**Stated goal**
Starting with the line that contains "# Grounding Module", copy every line through the end of the data below, exactly and with nothing added.

**Given records**
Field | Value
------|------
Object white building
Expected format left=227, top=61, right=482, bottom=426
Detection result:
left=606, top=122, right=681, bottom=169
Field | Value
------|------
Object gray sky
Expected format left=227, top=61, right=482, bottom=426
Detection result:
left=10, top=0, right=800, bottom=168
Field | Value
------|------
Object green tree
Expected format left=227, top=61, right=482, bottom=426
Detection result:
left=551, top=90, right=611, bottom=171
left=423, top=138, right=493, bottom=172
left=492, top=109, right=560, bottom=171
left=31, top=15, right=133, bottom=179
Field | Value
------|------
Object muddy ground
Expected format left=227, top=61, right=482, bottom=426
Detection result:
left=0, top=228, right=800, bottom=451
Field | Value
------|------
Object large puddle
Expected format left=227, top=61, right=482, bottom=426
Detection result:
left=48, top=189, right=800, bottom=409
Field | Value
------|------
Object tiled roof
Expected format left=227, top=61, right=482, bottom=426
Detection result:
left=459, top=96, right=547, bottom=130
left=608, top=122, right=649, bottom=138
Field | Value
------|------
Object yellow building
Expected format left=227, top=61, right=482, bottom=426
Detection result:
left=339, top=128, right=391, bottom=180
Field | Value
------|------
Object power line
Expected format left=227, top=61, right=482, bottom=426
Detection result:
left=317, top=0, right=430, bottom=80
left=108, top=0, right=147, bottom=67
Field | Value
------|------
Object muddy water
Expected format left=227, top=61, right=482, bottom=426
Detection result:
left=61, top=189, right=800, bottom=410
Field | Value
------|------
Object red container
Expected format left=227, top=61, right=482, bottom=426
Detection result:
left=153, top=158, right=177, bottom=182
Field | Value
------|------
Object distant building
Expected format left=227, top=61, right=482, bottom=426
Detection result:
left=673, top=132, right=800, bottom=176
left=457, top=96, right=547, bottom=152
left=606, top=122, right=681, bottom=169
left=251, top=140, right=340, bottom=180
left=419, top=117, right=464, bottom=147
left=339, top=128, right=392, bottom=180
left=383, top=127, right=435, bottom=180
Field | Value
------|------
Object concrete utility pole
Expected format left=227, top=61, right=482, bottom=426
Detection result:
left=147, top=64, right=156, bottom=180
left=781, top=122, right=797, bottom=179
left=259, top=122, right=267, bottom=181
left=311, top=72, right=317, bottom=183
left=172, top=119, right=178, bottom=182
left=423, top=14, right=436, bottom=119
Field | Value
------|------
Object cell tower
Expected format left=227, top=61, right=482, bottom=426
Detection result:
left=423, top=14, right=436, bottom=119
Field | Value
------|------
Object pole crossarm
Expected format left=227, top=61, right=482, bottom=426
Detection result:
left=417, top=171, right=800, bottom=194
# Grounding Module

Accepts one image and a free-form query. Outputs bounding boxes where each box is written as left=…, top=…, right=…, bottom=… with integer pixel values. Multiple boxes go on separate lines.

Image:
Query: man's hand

**Response to the task**
# Grounding Module

Accepts one image and a free-form query. Outputs bounding boxes where each box is written as left=…, top=…, right=…, bottom=… with integer pixel values. Multiple boxes go on separate lines.

Image:
Query: man's hand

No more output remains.